In the listing beneath this line, copy exactly the lines starting with the one containing "request | drop a dot on each instance of the hillside" and going on through the one containing "request | drop a dot on each instance of the grey".
***** DATA TO PROCESS *****
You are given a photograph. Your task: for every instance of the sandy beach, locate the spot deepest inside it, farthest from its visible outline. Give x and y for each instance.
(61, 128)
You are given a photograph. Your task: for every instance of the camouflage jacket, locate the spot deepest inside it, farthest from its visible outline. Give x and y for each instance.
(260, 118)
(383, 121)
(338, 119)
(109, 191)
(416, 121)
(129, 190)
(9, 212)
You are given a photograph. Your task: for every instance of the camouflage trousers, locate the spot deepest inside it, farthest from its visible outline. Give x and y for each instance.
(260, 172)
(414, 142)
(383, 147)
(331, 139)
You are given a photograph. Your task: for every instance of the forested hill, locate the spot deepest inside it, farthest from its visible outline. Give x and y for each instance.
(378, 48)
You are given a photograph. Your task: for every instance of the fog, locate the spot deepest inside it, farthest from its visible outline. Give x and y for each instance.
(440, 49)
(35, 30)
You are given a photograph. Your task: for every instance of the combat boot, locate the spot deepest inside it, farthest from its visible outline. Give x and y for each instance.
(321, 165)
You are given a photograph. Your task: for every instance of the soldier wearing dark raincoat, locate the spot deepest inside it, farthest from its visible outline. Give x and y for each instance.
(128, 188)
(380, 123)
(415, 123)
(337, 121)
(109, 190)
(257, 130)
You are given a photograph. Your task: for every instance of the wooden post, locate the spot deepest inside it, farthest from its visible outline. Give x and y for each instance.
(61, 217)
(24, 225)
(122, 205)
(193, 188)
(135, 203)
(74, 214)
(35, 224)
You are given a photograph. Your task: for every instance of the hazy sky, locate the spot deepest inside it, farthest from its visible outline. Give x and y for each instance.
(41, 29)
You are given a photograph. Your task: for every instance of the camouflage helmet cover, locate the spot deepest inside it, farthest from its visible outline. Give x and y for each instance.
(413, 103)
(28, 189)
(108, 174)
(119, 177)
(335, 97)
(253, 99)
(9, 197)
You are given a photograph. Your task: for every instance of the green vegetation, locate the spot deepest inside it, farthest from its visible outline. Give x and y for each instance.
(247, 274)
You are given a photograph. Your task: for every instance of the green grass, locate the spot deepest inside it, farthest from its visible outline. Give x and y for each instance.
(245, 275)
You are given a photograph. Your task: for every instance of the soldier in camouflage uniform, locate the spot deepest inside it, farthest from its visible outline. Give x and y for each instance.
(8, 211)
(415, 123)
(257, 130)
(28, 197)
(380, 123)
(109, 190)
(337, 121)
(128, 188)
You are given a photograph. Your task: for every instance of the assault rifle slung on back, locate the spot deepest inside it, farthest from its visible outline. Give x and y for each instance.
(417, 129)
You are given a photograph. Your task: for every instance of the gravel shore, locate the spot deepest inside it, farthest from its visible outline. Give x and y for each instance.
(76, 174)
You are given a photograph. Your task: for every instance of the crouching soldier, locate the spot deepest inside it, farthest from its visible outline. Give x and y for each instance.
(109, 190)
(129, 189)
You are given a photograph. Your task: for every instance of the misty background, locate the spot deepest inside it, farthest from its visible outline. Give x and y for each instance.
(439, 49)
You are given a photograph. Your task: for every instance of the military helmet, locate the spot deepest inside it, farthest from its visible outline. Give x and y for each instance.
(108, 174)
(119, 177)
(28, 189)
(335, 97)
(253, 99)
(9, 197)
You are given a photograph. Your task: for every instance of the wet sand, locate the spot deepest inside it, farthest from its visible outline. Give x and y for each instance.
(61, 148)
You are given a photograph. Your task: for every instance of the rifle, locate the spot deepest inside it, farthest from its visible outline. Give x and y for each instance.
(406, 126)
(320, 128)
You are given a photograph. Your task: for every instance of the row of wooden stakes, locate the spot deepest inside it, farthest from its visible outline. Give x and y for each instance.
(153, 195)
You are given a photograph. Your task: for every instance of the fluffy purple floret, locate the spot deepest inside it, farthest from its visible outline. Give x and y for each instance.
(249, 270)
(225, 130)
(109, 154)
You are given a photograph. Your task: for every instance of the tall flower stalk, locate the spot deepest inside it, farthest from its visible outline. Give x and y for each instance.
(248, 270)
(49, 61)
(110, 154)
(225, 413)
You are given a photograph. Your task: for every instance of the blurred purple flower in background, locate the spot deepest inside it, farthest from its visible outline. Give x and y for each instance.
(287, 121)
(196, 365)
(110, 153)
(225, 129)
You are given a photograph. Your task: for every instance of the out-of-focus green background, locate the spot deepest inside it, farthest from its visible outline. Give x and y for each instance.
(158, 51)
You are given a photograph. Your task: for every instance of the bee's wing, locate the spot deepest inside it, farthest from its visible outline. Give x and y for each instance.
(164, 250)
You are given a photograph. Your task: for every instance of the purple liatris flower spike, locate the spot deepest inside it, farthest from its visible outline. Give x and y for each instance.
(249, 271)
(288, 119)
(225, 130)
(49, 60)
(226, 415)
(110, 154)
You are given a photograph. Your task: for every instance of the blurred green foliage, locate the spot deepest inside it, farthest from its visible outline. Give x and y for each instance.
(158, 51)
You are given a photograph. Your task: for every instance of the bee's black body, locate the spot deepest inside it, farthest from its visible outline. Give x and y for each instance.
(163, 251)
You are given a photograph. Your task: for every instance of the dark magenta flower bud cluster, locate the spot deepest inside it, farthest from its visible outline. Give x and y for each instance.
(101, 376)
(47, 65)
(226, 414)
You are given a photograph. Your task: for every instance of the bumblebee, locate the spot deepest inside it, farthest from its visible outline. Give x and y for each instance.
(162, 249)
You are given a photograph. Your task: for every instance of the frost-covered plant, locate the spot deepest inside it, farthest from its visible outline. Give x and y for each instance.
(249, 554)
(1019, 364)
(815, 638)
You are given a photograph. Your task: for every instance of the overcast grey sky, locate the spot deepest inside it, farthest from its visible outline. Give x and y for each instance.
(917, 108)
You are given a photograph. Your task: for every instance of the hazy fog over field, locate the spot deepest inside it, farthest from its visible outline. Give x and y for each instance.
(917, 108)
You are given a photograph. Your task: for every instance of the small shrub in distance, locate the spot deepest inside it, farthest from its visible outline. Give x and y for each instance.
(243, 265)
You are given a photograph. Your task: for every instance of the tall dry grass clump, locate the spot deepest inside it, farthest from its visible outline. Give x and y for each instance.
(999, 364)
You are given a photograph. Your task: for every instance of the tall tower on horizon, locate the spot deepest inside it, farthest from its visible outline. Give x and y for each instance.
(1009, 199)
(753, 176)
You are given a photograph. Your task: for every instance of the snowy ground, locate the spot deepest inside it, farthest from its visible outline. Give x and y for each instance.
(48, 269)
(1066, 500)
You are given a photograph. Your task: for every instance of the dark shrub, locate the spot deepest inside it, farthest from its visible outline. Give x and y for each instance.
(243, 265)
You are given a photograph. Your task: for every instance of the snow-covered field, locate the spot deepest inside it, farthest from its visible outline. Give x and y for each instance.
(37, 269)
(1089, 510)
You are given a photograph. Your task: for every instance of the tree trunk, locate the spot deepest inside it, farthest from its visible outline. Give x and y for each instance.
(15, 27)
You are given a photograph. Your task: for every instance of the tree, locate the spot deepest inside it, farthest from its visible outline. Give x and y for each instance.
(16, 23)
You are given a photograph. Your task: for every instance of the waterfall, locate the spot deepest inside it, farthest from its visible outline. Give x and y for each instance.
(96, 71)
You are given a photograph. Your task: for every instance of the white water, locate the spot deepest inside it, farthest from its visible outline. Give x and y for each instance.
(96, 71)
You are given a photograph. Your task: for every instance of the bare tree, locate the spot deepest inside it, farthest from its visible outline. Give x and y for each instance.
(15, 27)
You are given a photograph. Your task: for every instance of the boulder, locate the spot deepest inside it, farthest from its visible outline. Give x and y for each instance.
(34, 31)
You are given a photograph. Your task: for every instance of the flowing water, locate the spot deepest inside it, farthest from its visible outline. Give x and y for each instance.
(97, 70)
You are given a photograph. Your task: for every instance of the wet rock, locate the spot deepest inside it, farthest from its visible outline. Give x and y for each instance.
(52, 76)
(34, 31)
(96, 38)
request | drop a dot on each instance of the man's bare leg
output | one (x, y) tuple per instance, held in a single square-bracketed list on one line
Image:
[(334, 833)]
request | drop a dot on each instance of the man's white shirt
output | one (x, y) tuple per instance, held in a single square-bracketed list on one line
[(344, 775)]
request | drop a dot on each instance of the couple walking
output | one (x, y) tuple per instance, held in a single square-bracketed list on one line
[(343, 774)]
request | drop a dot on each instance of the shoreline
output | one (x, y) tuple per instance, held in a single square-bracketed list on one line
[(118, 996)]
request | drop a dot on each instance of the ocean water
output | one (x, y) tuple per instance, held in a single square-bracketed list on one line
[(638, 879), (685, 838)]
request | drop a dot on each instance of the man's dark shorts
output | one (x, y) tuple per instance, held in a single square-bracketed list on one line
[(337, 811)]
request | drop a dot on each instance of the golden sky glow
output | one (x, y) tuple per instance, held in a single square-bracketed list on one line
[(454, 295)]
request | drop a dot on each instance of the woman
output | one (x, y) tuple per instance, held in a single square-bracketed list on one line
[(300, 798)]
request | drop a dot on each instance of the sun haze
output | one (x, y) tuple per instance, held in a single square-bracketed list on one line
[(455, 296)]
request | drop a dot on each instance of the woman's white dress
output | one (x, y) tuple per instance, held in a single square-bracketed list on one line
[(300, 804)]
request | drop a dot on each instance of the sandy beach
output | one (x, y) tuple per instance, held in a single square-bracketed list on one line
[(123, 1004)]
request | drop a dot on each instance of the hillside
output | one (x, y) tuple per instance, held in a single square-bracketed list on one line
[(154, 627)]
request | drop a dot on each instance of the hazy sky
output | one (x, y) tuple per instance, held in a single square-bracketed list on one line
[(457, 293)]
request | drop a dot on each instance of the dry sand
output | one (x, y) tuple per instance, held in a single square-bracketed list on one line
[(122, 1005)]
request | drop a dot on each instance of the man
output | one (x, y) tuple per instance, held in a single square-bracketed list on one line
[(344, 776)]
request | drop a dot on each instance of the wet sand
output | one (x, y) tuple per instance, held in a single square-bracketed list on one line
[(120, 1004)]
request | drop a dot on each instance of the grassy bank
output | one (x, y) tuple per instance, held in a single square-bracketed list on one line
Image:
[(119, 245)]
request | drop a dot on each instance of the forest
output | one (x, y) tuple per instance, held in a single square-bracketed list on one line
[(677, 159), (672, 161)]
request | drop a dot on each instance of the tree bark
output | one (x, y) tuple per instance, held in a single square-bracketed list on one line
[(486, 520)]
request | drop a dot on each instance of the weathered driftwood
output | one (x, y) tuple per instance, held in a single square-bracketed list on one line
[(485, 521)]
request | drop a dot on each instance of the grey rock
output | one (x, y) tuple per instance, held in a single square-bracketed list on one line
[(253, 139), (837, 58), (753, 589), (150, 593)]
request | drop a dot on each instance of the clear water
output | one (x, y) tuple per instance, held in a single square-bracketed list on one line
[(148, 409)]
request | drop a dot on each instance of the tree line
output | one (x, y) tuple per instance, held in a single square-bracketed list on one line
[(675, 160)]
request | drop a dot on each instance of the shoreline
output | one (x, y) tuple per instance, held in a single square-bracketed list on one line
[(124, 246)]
*****
■ **OUTPUT BELOW**:
request | drop a dot on each instance of the hillside
output | one (x, y) tuple per instance, held in a single square-bracketed list on one line
[(154, 627)]
request | drop a dot on each instance of the hazy sky
output | one (x, y) tuple per instance, held in a single square-bracketed list on one line
[(457, 293)]
request | drop a dot on each instance of the dry sand
output | one (x, y) tuple per instance, held in a single square-bracketed list on one line
[(122, 1005)]
request | drop a dot on each instance of the man
output | one (x, y) tuple per instance, held in a single square-bracketed list on one line
[(344, 776)]
request | drop a dot on each instance of the wet sand
output | one (x, y) tuple per instance, held in a single square-bracketed list on one line
[(120, 1004)]
request | drop a dot on each instance of the grassy bank
output | one (x, y) tuple per instance, held in a single square-bracketed list on one line
Image:
[(119, 245)]
request | drop a dot on each instance of the forest
output | one (x, y) tuple per instance, held in a single square-bracketed list on one line
[(677, 159), (672, 161)]
request | drop a dot on each instance of the tree bark
output | one (x, y) tuple per instance, held in a single square-bracketed list on one line
[(486, 520)]
request | drop a dot on each instance of the weathered driftwood
output | one (x, y) tuple per instance, held in a single square-bracketed list on one line
[(485, 521)]
request | drop a dot on each instance of the grey rock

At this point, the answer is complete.